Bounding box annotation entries
········
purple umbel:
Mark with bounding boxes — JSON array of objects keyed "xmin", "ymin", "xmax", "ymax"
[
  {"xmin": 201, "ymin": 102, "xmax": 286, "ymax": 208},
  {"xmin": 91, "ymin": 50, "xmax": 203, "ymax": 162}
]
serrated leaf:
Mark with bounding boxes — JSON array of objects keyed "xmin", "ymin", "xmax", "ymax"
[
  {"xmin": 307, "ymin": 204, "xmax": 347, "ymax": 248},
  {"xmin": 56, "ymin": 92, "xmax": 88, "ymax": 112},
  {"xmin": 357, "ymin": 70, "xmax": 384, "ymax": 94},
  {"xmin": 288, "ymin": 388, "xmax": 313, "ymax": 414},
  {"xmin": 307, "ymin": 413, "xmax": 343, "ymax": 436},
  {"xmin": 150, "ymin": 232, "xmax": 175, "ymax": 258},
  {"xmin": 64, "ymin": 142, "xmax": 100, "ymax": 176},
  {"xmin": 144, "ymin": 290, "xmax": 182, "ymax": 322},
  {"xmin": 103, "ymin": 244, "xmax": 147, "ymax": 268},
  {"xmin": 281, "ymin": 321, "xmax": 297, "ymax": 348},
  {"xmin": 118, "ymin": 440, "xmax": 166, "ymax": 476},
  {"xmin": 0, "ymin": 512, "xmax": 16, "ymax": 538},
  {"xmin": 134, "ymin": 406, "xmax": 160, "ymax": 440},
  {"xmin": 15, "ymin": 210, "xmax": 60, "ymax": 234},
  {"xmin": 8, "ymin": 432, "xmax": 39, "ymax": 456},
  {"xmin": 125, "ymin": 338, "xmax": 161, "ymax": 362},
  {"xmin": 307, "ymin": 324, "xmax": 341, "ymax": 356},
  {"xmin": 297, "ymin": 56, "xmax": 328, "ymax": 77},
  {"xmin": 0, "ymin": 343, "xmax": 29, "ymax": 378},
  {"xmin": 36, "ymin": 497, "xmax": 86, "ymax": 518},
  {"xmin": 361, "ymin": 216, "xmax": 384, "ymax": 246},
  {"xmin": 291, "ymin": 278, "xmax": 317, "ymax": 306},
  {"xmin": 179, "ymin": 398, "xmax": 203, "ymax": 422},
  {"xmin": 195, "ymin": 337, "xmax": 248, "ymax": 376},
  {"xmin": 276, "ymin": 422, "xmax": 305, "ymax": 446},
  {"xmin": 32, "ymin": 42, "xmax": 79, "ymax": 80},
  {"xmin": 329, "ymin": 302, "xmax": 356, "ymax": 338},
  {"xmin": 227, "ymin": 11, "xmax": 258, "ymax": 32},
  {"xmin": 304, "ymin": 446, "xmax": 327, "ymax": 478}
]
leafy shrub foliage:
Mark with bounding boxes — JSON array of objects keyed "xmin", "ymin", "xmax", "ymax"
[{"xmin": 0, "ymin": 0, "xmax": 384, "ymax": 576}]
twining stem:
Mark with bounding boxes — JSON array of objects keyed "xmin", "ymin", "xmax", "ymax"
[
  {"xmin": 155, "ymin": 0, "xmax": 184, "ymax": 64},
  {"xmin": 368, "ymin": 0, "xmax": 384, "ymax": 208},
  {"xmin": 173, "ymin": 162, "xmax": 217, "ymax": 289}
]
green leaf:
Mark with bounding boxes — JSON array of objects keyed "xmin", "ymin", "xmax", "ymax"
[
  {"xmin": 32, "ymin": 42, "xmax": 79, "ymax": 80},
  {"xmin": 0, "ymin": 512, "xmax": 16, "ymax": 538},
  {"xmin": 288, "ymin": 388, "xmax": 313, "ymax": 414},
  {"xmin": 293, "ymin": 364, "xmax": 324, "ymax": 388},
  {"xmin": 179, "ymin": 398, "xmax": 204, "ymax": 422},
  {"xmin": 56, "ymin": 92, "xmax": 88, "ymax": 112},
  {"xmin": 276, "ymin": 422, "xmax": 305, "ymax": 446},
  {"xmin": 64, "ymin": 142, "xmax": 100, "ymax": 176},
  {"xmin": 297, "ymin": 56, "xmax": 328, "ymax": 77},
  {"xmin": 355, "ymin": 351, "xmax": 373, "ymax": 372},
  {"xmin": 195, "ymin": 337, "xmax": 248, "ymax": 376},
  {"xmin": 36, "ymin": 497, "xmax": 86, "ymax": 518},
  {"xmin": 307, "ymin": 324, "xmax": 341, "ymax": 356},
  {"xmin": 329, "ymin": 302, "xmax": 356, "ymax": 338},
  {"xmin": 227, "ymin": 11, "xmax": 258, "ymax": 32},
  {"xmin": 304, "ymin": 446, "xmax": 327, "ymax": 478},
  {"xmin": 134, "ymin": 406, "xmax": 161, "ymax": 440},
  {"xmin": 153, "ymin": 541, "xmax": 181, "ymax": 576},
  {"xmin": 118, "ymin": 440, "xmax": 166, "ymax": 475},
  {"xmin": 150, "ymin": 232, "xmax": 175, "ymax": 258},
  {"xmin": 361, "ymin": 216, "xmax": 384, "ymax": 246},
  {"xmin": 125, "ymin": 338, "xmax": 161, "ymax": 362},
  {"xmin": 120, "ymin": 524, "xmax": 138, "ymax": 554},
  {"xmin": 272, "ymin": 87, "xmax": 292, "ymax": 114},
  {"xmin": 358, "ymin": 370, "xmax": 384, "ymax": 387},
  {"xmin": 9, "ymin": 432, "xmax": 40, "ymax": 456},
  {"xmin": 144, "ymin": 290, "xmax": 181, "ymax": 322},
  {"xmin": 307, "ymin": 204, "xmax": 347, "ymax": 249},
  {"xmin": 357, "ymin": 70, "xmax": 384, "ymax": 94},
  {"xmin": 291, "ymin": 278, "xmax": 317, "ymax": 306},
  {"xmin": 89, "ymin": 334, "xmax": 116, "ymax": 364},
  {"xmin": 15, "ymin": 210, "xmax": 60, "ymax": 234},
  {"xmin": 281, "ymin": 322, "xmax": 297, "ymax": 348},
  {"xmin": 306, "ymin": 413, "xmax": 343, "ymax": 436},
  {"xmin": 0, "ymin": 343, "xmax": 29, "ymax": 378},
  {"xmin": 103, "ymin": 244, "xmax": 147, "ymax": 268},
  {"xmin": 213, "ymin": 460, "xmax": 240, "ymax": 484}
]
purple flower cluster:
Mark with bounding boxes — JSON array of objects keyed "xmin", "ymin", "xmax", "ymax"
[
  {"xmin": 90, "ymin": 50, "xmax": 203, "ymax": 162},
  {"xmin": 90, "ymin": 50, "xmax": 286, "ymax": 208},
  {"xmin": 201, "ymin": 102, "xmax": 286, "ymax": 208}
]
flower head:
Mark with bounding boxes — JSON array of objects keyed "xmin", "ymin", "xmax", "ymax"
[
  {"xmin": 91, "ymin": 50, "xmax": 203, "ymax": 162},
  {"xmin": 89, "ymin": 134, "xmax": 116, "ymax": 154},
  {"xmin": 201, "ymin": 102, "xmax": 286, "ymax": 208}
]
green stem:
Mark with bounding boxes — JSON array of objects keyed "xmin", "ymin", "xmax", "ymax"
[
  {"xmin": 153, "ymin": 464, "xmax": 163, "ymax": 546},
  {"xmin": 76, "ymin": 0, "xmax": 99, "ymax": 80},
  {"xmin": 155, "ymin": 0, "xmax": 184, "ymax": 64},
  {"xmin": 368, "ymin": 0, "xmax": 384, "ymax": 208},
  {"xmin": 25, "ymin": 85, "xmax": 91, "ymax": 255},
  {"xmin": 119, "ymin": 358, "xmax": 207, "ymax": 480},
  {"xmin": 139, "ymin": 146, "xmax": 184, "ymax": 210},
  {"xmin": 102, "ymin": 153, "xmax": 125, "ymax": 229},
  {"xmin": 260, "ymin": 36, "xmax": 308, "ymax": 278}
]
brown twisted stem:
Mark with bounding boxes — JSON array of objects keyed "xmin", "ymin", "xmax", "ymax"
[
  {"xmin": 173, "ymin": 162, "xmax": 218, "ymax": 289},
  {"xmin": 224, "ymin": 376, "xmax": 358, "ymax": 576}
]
········
**Work to do**.
Copy out every line of the material above that contains the word "purple". Case counts.

**Task response**.
purple umbel:
purple flower cluster:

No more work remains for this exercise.